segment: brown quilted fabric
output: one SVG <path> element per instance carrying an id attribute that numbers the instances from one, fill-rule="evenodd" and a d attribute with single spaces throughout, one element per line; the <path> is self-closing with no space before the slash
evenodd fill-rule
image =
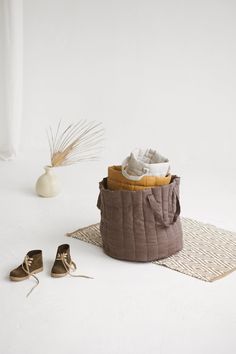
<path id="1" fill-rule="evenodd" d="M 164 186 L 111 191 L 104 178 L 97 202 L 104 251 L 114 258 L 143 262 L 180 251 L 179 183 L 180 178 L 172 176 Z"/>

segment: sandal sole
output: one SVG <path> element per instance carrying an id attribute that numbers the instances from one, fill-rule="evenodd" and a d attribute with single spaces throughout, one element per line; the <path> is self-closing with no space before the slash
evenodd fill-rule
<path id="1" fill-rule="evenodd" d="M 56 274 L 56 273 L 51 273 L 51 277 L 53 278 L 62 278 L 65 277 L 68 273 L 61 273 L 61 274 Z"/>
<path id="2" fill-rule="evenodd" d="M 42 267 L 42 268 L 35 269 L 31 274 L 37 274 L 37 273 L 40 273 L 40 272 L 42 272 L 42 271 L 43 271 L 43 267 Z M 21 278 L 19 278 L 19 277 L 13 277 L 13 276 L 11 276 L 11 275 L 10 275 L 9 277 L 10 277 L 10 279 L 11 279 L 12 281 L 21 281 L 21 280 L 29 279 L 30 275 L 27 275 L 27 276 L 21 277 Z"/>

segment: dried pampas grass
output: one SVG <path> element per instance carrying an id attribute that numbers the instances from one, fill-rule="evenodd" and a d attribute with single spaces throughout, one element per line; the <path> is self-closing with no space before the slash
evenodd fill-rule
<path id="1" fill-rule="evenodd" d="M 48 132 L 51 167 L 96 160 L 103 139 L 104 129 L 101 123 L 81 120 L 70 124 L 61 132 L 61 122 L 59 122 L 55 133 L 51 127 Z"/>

|---|

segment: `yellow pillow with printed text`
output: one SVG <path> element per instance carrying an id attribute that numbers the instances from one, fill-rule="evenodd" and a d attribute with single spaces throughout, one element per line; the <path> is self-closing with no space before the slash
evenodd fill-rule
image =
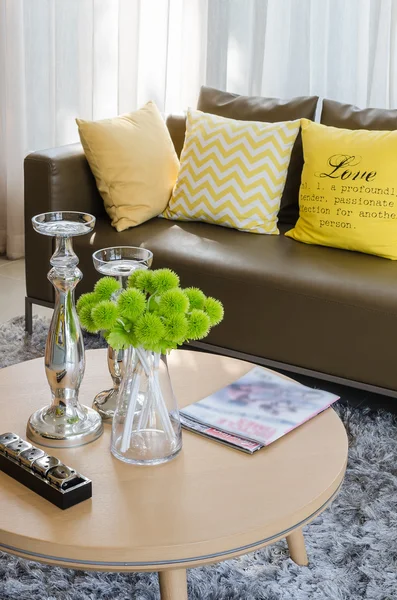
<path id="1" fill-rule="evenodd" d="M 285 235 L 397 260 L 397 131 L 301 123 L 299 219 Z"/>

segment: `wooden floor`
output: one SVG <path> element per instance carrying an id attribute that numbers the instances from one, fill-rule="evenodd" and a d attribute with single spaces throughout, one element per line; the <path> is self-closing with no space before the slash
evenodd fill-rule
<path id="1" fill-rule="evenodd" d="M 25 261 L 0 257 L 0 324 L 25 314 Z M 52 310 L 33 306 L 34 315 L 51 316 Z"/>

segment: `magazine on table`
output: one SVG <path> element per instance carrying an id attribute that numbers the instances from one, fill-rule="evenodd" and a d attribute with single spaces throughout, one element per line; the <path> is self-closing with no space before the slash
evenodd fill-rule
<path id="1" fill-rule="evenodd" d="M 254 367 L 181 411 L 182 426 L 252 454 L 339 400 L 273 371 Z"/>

|---|

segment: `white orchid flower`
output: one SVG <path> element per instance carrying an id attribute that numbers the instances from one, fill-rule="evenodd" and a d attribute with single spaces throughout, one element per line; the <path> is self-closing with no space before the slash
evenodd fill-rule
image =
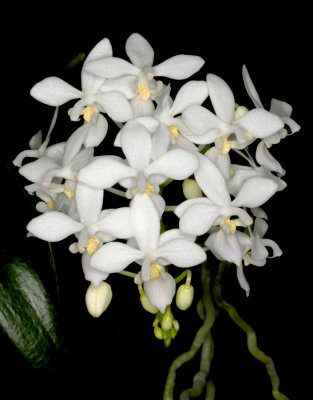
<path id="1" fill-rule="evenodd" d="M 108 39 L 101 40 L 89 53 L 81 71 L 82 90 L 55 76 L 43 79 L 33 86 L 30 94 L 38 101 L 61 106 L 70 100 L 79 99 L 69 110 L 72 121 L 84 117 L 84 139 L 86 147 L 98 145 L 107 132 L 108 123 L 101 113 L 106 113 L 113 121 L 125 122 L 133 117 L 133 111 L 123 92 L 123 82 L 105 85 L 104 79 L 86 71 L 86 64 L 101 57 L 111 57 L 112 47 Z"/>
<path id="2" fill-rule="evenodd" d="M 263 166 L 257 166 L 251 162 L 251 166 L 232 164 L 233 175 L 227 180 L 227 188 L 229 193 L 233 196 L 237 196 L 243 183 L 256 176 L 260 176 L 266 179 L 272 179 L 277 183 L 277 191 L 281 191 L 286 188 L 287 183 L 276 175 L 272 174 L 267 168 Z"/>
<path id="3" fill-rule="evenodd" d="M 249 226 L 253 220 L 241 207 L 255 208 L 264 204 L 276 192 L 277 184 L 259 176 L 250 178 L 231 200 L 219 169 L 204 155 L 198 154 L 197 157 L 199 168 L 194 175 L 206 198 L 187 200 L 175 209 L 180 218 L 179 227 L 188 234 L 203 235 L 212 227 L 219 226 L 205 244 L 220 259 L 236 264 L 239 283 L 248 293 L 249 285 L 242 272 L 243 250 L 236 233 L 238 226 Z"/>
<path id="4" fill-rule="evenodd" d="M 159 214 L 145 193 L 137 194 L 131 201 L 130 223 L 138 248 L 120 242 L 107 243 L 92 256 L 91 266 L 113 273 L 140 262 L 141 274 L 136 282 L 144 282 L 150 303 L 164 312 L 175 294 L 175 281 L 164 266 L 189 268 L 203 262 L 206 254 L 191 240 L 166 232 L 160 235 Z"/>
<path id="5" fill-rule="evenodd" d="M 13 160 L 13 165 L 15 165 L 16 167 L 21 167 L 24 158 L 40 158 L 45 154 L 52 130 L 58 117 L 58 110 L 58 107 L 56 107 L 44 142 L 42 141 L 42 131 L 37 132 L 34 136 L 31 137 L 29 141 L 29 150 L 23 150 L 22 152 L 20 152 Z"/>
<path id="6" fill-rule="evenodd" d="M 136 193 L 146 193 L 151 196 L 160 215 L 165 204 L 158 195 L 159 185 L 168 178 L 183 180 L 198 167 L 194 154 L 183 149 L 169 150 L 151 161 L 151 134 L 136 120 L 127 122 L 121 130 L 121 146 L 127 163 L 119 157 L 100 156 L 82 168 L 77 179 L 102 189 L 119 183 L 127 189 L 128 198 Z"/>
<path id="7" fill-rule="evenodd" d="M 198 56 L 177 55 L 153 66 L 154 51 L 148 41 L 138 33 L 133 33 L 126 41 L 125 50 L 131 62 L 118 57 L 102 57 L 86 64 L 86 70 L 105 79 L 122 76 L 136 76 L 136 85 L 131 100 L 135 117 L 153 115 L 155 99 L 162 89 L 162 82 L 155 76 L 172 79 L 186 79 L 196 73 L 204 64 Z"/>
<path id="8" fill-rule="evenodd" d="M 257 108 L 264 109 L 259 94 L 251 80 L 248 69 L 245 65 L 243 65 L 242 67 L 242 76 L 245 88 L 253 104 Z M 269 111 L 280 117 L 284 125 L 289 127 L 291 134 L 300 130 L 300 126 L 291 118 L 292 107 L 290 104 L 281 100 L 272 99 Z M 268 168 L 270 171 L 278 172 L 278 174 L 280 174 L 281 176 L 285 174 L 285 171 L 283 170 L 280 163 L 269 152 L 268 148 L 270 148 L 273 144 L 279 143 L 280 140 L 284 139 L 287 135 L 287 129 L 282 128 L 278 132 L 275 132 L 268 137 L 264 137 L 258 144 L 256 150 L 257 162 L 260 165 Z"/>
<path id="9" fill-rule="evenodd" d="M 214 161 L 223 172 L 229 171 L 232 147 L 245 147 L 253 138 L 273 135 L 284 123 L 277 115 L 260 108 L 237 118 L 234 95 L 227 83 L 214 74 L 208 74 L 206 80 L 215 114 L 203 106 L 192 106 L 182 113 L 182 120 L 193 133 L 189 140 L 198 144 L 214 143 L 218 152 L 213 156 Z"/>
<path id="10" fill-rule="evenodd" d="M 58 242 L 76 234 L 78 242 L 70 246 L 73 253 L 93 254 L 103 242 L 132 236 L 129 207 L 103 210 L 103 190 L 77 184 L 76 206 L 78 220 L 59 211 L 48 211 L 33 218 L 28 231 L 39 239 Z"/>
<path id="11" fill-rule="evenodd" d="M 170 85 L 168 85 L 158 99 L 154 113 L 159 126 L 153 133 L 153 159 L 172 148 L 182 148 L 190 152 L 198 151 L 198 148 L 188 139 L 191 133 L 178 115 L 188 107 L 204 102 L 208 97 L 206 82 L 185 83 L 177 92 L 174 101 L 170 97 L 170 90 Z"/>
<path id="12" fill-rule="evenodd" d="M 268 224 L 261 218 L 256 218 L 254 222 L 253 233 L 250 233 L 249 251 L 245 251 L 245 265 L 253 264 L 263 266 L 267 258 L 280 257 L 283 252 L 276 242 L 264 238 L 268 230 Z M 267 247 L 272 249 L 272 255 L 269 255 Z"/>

|---|

## WORK TO BE COMPLETED
Of the records above, copy each line that includes "segment".

## EXERCISE RESPONSE
segment: brown quilted fabric
segment: sandal sole
segment: dried pampas grass
segment: `yellow pillow with printed text`
segment: `wooden floor`
segment: `magazine on table`
segment: `white orchid flower`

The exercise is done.